::: SOURCE EXTRACT :::
Cambodia: Current Projects


The ICfC staff - Adam Saltsman and Vichhra Muoyly with the Village Development Group in Battambang Province

The Open Society Institute - Southeast Asia Initiative has supported the ICfC Cambodia office with a grant of $30,000. This grant is towards the continuation of the History and Social Justice Outreach Program, which ICfC developed and implemented since January 2006.

Project Summary:
Nearly thirty years ago, the citizens of Cambodia were in the immediate wake of the atrocities committed by the Khmer Rouge regime.  Mass killings, starvation, forced labor, and widespread displacement affected more than nine out of ten Cambodians in the 1970s. Now, after decades of impunity, a structure to bring the leaders of the Khmer Rouge to justice for these years of brutality has finally been established. 

In a country where more than 60% of the population over the age of 40 is believed to suffer from Post Traumatic Stress Disorder and where silence about atrocities committed has been enforced, the Khmer Rouge Trial excites feelings of anger, humiliation and hatred among the regime’s surviving victims and perpetrators.  Moreover, the decades of silence have produced a younger generation that is ignorant of its nation’s history of violence and that thrives on the widespread impunity inspired by a lack of justice for the crimes of the Khmer Rouge.  Currently there is very little being done to break the silence over history in a way that both involves Cambodians in the transitional justice process and educates the younger generation about its heritage.
::: DATA :::
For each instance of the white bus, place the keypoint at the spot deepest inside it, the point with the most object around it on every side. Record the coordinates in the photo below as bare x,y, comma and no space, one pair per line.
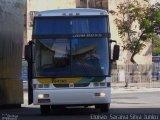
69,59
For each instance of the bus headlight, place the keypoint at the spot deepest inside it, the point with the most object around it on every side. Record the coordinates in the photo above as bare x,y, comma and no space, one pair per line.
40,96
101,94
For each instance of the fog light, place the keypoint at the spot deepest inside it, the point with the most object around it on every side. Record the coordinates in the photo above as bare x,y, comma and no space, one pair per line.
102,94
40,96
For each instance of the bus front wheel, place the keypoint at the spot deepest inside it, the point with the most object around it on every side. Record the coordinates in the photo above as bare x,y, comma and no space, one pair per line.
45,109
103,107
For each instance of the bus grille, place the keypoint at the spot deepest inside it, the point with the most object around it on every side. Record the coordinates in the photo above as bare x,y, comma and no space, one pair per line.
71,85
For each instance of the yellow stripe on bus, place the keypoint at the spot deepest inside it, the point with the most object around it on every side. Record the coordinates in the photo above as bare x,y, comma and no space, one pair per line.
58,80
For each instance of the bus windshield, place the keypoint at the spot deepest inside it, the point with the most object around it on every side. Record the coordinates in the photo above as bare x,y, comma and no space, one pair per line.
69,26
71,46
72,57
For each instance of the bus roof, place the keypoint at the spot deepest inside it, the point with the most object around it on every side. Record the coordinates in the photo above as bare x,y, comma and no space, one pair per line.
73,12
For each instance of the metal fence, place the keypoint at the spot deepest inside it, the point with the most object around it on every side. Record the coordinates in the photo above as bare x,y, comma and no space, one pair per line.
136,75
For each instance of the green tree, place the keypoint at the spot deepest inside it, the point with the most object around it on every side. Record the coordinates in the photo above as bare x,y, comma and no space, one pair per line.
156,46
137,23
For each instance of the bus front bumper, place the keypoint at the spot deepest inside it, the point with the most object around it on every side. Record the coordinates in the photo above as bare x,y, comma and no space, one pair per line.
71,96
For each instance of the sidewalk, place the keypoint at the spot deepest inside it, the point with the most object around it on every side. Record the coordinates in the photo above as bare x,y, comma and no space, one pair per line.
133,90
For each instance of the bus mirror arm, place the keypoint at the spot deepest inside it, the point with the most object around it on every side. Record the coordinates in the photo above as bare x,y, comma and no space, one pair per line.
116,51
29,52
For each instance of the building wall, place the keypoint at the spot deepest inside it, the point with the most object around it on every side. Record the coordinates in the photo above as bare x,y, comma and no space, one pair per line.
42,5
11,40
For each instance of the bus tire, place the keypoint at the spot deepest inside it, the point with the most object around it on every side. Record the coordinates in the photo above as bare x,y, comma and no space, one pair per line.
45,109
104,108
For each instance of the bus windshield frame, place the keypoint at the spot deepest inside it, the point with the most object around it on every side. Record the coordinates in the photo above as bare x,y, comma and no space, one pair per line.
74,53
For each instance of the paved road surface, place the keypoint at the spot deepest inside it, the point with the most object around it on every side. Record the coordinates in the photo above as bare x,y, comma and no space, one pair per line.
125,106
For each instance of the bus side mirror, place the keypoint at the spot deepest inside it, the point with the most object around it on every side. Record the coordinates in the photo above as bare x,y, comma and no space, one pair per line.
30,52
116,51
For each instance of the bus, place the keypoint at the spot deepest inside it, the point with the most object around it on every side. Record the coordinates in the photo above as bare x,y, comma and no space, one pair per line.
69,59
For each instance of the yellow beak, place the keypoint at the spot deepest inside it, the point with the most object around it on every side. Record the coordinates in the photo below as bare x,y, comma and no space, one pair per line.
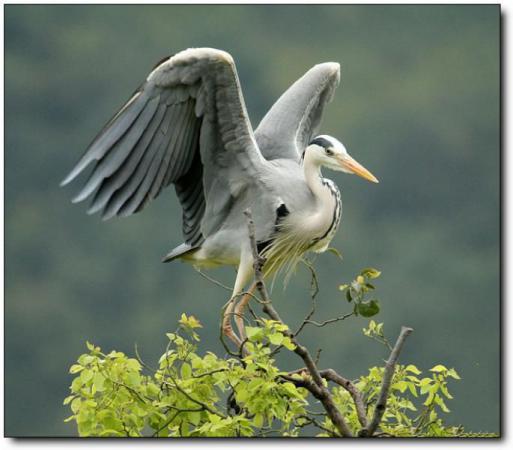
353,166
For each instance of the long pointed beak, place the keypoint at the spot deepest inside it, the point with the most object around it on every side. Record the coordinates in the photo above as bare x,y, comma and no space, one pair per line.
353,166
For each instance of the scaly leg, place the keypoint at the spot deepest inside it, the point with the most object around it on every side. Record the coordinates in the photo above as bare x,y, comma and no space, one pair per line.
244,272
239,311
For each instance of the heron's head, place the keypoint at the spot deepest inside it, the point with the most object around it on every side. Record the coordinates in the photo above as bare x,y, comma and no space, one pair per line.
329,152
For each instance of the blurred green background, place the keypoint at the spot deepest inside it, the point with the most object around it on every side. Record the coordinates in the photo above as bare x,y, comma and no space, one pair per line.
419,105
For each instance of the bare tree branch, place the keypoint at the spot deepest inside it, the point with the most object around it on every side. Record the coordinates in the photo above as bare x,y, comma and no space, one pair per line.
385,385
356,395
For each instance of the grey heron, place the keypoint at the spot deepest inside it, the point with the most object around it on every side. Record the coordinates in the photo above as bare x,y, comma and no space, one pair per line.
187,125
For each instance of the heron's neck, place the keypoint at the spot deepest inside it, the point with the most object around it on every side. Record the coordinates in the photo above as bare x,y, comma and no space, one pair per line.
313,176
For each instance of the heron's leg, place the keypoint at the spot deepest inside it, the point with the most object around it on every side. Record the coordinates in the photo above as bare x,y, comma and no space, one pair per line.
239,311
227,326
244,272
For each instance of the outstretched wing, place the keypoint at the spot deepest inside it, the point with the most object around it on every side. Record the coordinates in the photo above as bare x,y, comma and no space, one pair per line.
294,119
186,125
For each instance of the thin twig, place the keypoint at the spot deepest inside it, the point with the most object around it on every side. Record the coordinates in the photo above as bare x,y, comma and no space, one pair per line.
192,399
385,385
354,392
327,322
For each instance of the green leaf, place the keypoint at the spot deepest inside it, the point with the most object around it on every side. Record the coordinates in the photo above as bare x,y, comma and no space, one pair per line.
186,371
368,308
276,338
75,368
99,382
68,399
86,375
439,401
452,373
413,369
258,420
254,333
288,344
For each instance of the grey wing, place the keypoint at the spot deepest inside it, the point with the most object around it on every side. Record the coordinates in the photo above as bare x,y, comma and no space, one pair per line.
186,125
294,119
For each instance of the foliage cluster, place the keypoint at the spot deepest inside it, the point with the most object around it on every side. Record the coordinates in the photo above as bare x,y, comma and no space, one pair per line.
:::
::: DATA :::
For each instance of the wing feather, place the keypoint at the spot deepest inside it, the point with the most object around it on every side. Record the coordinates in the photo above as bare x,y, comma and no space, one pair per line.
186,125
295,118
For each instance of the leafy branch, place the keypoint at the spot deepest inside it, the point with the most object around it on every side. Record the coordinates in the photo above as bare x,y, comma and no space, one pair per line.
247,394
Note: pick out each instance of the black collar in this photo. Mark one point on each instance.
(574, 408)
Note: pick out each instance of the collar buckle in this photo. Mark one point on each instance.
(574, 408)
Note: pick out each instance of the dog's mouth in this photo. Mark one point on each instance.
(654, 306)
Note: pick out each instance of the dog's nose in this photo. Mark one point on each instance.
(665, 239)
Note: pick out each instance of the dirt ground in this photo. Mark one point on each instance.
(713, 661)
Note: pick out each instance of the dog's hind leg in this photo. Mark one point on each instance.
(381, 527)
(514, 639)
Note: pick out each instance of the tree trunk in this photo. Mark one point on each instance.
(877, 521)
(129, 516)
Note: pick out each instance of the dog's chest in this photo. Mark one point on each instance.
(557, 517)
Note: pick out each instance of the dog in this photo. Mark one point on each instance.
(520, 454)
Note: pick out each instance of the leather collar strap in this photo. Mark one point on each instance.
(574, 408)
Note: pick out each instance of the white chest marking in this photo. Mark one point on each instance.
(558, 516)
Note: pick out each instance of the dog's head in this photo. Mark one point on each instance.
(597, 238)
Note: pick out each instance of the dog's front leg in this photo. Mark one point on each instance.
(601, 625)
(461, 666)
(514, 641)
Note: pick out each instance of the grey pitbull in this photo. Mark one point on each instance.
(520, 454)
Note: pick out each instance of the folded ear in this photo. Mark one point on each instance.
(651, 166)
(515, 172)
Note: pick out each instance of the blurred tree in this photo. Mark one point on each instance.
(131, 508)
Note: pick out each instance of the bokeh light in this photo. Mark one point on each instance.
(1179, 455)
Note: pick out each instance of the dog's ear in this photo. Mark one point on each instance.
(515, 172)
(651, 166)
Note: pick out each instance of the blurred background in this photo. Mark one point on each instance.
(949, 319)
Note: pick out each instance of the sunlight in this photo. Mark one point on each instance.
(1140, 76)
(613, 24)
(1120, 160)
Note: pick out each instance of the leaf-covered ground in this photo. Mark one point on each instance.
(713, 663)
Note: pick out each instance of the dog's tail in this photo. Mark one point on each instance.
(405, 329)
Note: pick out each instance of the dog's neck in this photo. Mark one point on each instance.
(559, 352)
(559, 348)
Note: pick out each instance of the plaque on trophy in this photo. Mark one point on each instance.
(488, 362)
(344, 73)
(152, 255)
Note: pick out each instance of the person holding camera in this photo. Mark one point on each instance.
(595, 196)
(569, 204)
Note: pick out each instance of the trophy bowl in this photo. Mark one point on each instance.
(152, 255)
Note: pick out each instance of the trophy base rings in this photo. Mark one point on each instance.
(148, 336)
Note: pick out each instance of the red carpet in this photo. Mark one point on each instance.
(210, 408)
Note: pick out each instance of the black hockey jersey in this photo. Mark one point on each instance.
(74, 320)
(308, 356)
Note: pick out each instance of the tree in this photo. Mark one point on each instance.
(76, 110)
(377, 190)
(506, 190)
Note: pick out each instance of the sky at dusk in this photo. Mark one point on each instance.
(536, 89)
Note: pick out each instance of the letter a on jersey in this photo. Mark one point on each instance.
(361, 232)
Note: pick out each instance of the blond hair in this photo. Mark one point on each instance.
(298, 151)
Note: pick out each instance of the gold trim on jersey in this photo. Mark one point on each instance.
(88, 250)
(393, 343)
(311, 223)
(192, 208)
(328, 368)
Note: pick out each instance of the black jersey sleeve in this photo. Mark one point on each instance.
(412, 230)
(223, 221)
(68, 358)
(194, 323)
:::
STATED EXERCISE 1:
Name every form of brutality that the Cambodia project text says affected more than nine out of ten Cambodians in the 1970s.
STATED EXERCISE 2:
According to the Cambodia project text, how much did the Open Society Institute - Southeast Asia Initiative grant to the ICfC Cambodia office?
STATED EXERCISE 3:
Carry on the Cambodia project text, starting after its final sentence.
The listing is separate material and is not part of the Cambodia project text.

TASK RESPONSE 1:
Mass killings, starvation, forced labor, and widespread displacement.

TASK RESPONSE 2:
$30,000.

TASK RESPONSE 3:
Through the Justice and History Outreach Project, the International Center for Conciliation (ICfC) works in rural Cambodian communities to create space for dialogue among older and younger villagers about the years of atrocity and their hopes for the future.  By connecting youth to their nation’s past, ICfC contributes to creating a younger generation more committed to stopping the prevalent violence in their country. The ICfC helps villagers to commemorate the past by setting up public information rooms and bringing them to view memorials.  The Center facilitates their engagement in their nation’s quest for justice by bringing them to meet with officials from the Khmer Rouge Trial.  For many rural Cambodians, this means breaking the silence about their painful history for the first time.  The Center builds on the work of others that is already being done in the field of transitional justice, human rights, and peacebuilding. By offering training in historical conciliation the ICfC empowers and connects the community of peacemakers within Cambodia and makes them more effective.